What the task asks -> Present the lines below as a Markdown table with a "Row" column for the row number and a "Line" column for the line itself, skipping any blank lines.

[Excerpts from point annotation data]
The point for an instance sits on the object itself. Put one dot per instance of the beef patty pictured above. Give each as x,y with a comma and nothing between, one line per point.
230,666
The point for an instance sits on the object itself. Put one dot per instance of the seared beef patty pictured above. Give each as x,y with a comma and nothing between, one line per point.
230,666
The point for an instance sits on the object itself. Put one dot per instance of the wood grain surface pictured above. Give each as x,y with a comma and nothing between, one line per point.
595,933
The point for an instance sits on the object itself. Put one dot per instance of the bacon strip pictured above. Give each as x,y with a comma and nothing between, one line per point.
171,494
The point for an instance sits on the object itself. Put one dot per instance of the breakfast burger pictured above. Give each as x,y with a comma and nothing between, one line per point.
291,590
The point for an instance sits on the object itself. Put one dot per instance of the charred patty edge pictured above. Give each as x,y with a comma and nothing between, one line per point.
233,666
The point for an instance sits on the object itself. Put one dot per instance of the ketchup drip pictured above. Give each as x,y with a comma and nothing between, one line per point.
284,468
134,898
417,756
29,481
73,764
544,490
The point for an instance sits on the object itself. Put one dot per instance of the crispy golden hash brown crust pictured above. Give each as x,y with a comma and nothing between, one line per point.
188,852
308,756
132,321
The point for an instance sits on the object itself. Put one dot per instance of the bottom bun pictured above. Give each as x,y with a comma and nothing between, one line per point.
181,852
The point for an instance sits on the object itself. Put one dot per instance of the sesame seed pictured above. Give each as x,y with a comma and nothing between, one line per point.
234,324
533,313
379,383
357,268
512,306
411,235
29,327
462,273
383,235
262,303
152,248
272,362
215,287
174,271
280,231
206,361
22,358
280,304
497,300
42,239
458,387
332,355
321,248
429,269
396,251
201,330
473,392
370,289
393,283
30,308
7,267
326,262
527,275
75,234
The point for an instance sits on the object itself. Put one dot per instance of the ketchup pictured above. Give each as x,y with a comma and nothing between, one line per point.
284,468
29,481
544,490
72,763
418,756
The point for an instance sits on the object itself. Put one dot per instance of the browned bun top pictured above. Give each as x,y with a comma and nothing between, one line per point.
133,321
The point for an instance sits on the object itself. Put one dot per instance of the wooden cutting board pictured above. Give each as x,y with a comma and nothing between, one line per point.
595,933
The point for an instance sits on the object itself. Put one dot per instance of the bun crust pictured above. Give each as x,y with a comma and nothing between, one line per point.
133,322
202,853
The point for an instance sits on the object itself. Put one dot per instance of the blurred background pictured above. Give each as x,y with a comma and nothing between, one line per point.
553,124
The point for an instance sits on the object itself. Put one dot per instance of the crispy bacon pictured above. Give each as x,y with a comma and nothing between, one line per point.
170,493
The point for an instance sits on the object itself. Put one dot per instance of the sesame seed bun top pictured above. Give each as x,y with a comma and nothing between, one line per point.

Response ->
| Row | Line |
|---|---|
| 1 | The point for an instance sits on the object itself. Put one dot per instance of the beef patty pictured above. Give each as x,y with a comma and nothing between, one line per point. |
| 2 | 230,666 |
| 3 | The point for an instance sits on the object itself. Put one dot per instance of the seared beef patty pictured above. Give each as x,y with a comma and nothing between, one line per point. |
| 4 | 230,666 |
| 5 | The point for an instance sits on the object itself. Put one dot per instance of the wood grain surface pictured above. Give each as x,y with a comma and nothing between, one line per point. |
| 6 | 595,933 |
| 7 | The point for an instance sits on the object itself. Put one dot per instance of the bacon strip pictured above. Give each as x,y with a comma and nothing between, one line per point. |
| 8 | 171,494 |
| 9 | The point for an instance sits on the object itself. Put one dot per instance of the breakfast burger pictured above. Give each as x,y with a comma and nothing between, one line per point. |
| 10 | 291,590 |
| 11 | The point for an instance sits on the object itself. Put one dot per instance of the charred patty edge pictured above. Give each as x,y with a comma and nothing between, one line per point. |
| 12 | 233,666 |
| 13 | The point for an instance sits on the object itself. Put one dot per instance of the ketchup drip pictured above. Give each as x,y with a comma and nothing between, one line per point. |
| 14 | 284,468 |
| 15 | 134,898 |
| 16 | 417,756 |
| 17 | 29,481 |
| 18 | 73,764 |
| 19 | 544,490 |
| 20 | The point for an instance sits on the object itself. Put one dot per instance of the crispy golden hash brown crust pictured above. Give each as x,y with a comma and nothing between, one line per point. |
| 21 | 188,852 |
| 22 | 308,756 |
| 23 | 132,321 |
| 24 | The point for an instance sits on the object itself. Put one dot per instance of the bottom bun pictured above. Give each as x,y with a comma and nothing between, one line per point. |
| 25 | 181,852 |
| 26 | The point for an instance sits on the object itself. Put one dot per instance of the sesame seed pictured above. Give each as x,y with a comma and nothing between, one line per point. |
| 27 | 234,324 |
| 28 | 533,313 |
| 29 | 379,383 |
| 30 | 357,268 |
| 31 | 512,306 |
| 32 | 411,235 |
| 33 | 29,327 |
| 34 | 462,273 |
| 35 | 383,235 |
| 36 | 262,303 |
| 37 | 152,248 |
| 38 | 272,362 |
| 39 | 215,287 |
| 40 | 174,271 |
| 41 | 280,231 |
| 42 | 206,361 |
| 43 | 22,358 |
| 44 | 280,304 |
| 45 | 497,300 |
| 46 | 42,239 |
| 47 | 458,387 |
| 48 | 332,355 |
| 49 | 321,248 |
| 50 | 429,269 |
| 51 | 396,251 |
| 52 | 201,330 |
| 53 | 473,392 |
| 54 | 370,289 |
| 55 | 393,283 |
| 56 | 30,308 |
| 57 | 7,267 |
| 58 | 326,262 |
| 59 | 527,275 |
| 60 | 75,234 |
| 61 | The point for an instance sits on the object itself. Put one dot per instance of the ketchup pictured above. Give each as x,y with a comma and nothing between, one line per point. |
| 62 | 284,468 |
| 63 | 29,481 |
| 64 | 544,490 |
| 65 | 72,763 |
| 66 | 418,756 |
| 67 | The point for an instance sits on the object itself. Put one dot per instance of the browned bun top pictured above. Give each as x,y with a comma and nothing between, one line per point. |
| 68 | 133,321 |
| 69 | The point for an instance sits on the object itself. Put one dot per instance of the wooden cutting board pictured above. Give each as x,y with a comma and nothing between, one line per point. |
| 70 | 595,933 |
| 71 | The point for an instance sits on the object itself. Put one dot per instance of the bun crust pictured above. Give each as x,y with a comma and nothing between, one line per point. |
| 72 | 133,322 |
| 73 | 202,853 |
| 74 | The point for an instance sits on the object itself. Put one dot per instance of the blurred background pictured above. Give each as x,y with a comma and nothing between, one line per point. |
| 75 | 553,124 |
| 76 | The point for an instance sits on the object itself. Put one dot per instance of the crispy bacon pictured above. Give each as x,y with a comma and nothing between, one line per point. |
| 77 | 170,493 |
| 78 | The point for an instance sits on the object itself. Put one dot per instance of the sesame seed bun top pictured above. Give each as x,y with a comma and nothing between, one line per point. |